--- begin STORED DATA ---
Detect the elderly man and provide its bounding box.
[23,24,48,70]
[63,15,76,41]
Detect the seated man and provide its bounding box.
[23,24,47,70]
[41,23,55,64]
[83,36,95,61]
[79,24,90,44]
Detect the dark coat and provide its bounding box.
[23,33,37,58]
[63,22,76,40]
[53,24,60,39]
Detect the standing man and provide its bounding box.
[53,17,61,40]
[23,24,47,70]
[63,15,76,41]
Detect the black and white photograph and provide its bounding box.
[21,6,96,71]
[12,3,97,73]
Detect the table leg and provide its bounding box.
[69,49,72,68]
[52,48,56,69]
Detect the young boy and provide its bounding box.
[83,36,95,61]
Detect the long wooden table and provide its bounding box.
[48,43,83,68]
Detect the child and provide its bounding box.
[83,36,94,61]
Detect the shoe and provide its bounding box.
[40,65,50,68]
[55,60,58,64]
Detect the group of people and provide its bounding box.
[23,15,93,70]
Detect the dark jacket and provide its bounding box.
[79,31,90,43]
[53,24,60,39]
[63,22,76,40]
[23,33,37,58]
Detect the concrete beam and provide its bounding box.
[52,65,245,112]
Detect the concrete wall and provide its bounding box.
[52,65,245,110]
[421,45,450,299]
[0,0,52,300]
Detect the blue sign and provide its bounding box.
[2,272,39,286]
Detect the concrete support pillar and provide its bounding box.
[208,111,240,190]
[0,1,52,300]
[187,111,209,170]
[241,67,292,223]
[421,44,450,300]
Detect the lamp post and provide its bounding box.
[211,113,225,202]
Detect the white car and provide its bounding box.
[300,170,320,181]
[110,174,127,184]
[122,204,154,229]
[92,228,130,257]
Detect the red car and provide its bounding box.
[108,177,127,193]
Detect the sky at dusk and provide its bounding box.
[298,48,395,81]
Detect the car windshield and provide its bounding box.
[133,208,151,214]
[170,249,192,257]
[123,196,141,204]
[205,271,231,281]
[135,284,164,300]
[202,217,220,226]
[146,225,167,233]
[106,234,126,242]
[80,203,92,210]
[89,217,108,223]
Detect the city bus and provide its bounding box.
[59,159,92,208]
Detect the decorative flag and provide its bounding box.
--- end STORED DATA ---
## PROBLEM STATEMENT
Could you set out as a numbered list the part that opens with the line containing "Detect the long" and closes with the line containing "[211,113,225,202]", both of those lines included and any blank lines left out?

## SOLUTION TO THIS PROBLEM
1. Detect the long wooden table and provide its bounding box.
2. [48,43,83,68]
3. Detect the child and provide its bounding box.
4. [83,36,94,61]
5. Detect the shoe and provide its bounding box.
6. [40,65,50,68]
7. [55,60,58,64]
8. Detect the group of people and provide its bounding box.
9. [23,15,93,70]
10. Detect the dark jacket and provide its bounding box.
11. [79,31,90,43]
12. [53,24,60,39]
13. [63,22,76,40]
14. [23,33,37,58]
15. Detect the concrete beam and provide its bounding box.
16. [52,65,245,112]
17. Detect the concrete wall and provide its bounding box.
18. [52,65,245,110]
19. [421,45,450,299]
20. [0,0,52,300]
21. Detect the blue sign and provide its bounding box.
22. [2,272,39,286]
23. Detect the concrete support pillar and provide its bounding box.
24. [208,111,240,190]
25. [0,1,52,300]
26. [187,111,209,170]
27. [241,67,292,223]
28. [421,44,450,300]
29. Detect the lamp post and provide its bounding box.
30. [211,113,225,202]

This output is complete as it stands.